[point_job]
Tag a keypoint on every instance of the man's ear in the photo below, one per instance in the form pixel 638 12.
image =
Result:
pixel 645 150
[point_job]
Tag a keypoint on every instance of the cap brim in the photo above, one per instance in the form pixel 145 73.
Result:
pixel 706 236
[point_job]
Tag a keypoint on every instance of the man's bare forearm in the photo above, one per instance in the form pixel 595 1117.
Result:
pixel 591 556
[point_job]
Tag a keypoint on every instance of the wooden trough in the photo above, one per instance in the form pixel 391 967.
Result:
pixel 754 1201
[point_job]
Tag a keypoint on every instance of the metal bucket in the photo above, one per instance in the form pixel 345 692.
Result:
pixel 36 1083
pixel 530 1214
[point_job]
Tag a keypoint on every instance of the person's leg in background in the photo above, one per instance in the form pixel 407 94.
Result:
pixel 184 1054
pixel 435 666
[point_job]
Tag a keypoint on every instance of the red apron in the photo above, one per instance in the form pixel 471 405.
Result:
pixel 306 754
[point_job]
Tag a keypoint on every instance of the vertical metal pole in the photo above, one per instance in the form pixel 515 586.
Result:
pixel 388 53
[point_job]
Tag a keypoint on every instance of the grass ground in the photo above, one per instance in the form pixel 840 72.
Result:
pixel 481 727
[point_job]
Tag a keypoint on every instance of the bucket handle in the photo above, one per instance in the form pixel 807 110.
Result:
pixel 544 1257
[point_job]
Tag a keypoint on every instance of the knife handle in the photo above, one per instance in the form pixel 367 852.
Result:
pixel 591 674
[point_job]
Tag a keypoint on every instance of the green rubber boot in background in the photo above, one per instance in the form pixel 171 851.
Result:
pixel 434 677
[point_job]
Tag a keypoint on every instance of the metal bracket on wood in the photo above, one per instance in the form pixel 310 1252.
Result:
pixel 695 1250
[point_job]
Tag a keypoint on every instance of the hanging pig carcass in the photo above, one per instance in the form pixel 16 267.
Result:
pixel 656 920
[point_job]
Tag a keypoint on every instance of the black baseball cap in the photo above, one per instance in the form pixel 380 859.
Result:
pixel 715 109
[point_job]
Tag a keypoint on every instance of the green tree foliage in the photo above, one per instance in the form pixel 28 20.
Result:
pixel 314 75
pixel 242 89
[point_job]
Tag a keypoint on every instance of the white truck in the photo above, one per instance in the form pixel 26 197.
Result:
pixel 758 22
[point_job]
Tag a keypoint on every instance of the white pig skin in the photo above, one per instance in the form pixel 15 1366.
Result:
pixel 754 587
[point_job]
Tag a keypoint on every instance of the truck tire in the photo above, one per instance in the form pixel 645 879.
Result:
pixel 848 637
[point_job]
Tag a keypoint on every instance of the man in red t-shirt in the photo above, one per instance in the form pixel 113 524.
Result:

Work to complete:
Word for word, extract all the records.

Expected output:
[point_job]
Tag a keypoint on every instance of the man's ear in the photo below, one per instance in the form pixel 638 12.
image =
Result:
pixel 645 150
[point_job]
Tag a keypoint on every instance of the cap brim in the photo above, one per instance in the form pixel 145 73.
Result:
pixel 706 236
[point_job]
Tag a keypoint on every instance of the man's bare forearm in the photo above, one per instance in the form pixel 595 1117.
Result:
pixel 591 556
[point_job]
Tag a keypoint on every instance of the wooden trough in the photo above, one per instance in the form pixel 391 967.
Result:
pixel 754 1201
[point_job]
Tag a keypoint on every instance of the metal bucket in the photo above, one per instance in the form pixel 345 692.
Result:
pixel 36 1083
pixel 530 1214
[point_job]
Tag a keypoint on every instance of the person's leg in background in the photo above, one per instance in the form pixel 407 94.
Result:
pixel 184 1054
pixel 435 666
[point_job]
Tag a keypoint on every instance of the red apron in the photo above, one per instance in the form pixel 471 405.
Result:
pixel 306 754
[point_job]
Tag a keypoint on every instance of the vertical metal pole in the photo above, one per instance in the form pixel 515 586.
Result:
pixel 388 53
[point_job]
Tag a keypoint on every instance of the grass ground in the photo above, one per instance in the form pixel 840 72.
Result:
pixel 481 727
[point_job]
Tag a keypoint on every instance of the bucket handle in the photo above, one per instance in the form pixel 807 110.
Result:
pixel 544 1257
[point_job]
Tag a keypoint on every instance of the knife handle in the photo above, one per instance in the form pixel 367 852.
Result:
pixel 591 674
[point_job]
Tag a keypoint on every instance of the green rubber boot in background in the photo above, one per instance in the form pixel 171 851.
Result:
pixel 434 677
[point_job]
Tag a keypoint on every instance of the metal bracket on wood in the photo above, one per instance in the form pixel 310 1252.
Result:
pixel 695 1250
[point_job]
Tag a keypoint on every instance of the hanging pig carcass in the photo above, one per instance in the form pixel 16 267.
Result:
pixel 656 920
[point_job]
Tag a keypoint on every instance of the black baseball cap in the photo above, one per instance in the form pixel 380 859.
Result:
pixel 715 109
[point_job]
Tag a keypoint on every instance of the green tree foliage in the photo above, one per instance in the form pixel 28 20.
Result:
pixel 314 75
pixel 242 89
[point_job]
Tag a keypoint on every instance of the white truck in the photo above, one per instance in the form pixel 26 197.
Result:
pixel 758 22
[point_job]
Tag a keypoint on every instance of the white pig skin in the photo above, one per instance in the form pixel 15 1366.
Result:
pixel 754 587
[point_job]
Tag a keypoint on every instance of the truck tire in the photo above, one per instance in the form pixel 645 879.
Result:
pixel 848 637
[point_job]
Tag a keypoint on every instance of the man in red t-shirt in the photo above, one per instance in the form pixel 113 524.
Result:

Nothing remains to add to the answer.